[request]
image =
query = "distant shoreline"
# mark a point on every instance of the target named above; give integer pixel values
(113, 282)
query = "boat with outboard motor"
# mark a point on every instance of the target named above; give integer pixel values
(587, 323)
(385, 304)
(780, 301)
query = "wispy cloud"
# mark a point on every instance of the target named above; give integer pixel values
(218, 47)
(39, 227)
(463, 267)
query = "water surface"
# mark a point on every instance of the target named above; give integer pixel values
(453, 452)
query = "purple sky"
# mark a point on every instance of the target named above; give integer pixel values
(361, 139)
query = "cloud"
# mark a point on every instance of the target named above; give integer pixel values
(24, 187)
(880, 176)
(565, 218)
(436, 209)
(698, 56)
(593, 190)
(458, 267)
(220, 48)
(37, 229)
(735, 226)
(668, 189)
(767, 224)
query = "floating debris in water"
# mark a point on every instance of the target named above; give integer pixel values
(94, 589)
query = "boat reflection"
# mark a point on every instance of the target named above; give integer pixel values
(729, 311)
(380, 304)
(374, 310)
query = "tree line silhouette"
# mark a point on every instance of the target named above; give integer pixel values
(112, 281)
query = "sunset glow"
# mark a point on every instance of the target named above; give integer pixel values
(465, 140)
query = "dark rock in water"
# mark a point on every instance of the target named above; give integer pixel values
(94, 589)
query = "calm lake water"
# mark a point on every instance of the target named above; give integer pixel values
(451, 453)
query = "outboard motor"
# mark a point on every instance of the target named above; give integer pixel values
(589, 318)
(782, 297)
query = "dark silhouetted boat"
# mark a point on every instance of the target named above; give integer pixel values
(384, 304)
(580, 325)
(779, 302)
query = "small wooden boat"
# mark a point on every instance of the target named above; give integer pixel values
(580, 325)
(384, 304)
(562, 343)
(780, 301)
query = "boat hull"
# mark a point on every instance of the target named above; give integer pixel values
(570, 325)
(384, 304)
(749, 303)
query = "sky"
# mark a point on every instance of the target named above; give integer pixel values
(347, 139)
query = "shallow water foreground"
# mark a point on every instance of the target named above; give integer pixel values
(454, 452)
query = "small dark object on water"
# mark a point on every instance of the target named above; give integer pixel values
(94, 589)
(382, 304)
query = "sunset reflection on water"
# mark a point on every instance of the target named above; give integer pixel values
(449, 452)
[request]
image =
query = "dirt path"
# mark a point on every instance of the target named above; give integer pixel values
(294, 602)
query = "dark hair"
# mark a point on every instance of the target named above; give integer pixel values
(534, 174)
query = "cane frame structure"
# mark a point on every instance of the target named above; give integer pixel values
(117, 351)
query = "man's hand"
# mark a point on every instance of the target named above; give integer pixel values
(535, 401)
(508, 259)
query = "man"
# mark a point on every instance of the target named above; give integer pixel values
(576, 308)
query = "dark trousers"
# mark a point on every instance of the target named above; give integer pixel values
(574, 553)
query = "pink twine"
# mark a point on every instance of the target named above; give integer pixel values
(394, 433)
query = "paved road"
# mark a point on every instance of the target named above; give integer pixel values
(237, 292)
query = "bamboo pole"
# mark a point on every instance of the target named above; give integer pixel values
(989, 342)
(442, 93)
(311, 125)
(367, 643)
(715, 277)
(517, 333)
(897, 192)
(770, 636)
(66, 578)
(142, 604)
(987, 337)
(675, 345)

———

SET PROBLEM - Print out every record again, exactly and in full.

FINISHED EXERCISE -
[request]
image =
query = "distant shoreline"
# mark a point on every instance of the target named above; give integer pixel values
(113, 282)
query = "boat with outboard motor"
# mark a point on every instance of the target named above; give integer pixel values
(587, 323)
(385, 304)
(780, 301)
query = "wispy cloud"
# mark a point on every instance of the target named above; give integer pixel values
(218, 47)
(39, 227)
(463, 267)
query = "water surface"
# mark a point on every instance of the target named above; give integer pixel values
(453, 452)
query = "purple sky"
# mark a point on every instance of the target named above; give integer pixel values
(361, 139)
query = "cloud"
# mark a point on every instance of the target named above; give integer pixel values
(24, 187)
(880, 176)
(565, 218)
(436, 209)
(698, 56)
(593, 190)
(458, 267)
(220, 48)
(37, 229)
(735, 226)
(668, 189)
(767, 224)
query = "floating debris in water"
# mark a point on every instance of the target named above; give integer pixel values
(94, 589)
query = "boat reflection"
# mark a point on every instance of the target named above; give integer pixel values
(729, 311)
(380, 304)
(374, 310)
query = "tree line silhouette"
# mark a point on every instance of the target named above; give integer pixel values
(112, 281)
query = "sunset glow"
# mark a point on every instance of the target named above; give integer pixel values
(465, 140)
query = "dark rock in water"
# mark a point on every instance of the target named above; give integer pixel values
(94, 589)
query = "calm lake water"
# mark a point on every instance of the target named above; give integer pixel values
(451, 453)
query = "outboard motor"
# mark a point on every instance of the target named above; give integer pixel values
(589, 318)
(782, 297)
query = "dark silhouetted boat"
# mark a point on every instance of the target named above; give integer pixel values
(384, 304)
(580, 325)
(779, 302)
query = "small wooden boat"
# mark a point on every instance of the target named above; give integer pixel values
(580, 325)
(384, 304)
(562, 343)
(780, 301)
query = "boat hull"
# mark a point on every instance of the target named above; give integer pixel values
(570, 325)
(384, 304)
(749, 303)
query = "sky"
# mark a point on every instance of the target named above; give integer pixel values
(347, 139)
query = "shallow water foreground"
# mark a point on every instance of the target named above; give integer pixel values
(454, 452)
query = "small dark object on water"
# mark a point on every instance of the target named above; give integer pixel values
(94, 589)
(382, 304)
query = "sunset reflection on water"
# mark a point on every instance of the target named above; give integer pixel values
(449, 452)
[request]
image =
query = "dirt path"
# mark a point on every instance of the target named above; give integer pixel values
(294, 602)
query = "dark hair"
# mark a point on every instance of the target named above; give integer pixel values
(534, 174)
query = "cane frame structure"
# mark a point on every instance of the target named above; give integer pixel values
(117, 351)
query = "man's hand"
# mark a point on every instance of the target named above; give integer pixel values
(535, 401)
(508, 259)
query = "man"
# mark a point on every instance of the target named above; give integer pixel values
(576, 308)
query = "dark trousers"
# mark a point on every instance of the target named above; give integer pixel values
(574, 553)
query = "pink twine"
# mark a point on every instance of the target named above; give integer pixel values
(394, 433)
query = "paved road"
# mark a point on every instance of the target named above; give integer pixel values
(237, 292)
query = "bamboo pole"
# mark a point on every instance of the target named above; give integer pixel values
(989, 342)
(442, 93)
(311, 125)
(367, 643)
(715, 277)
(517, 333)
(897, 192)
(770, 636)
(66, 578)
(142, 604)
(987, 337)
(675, 345)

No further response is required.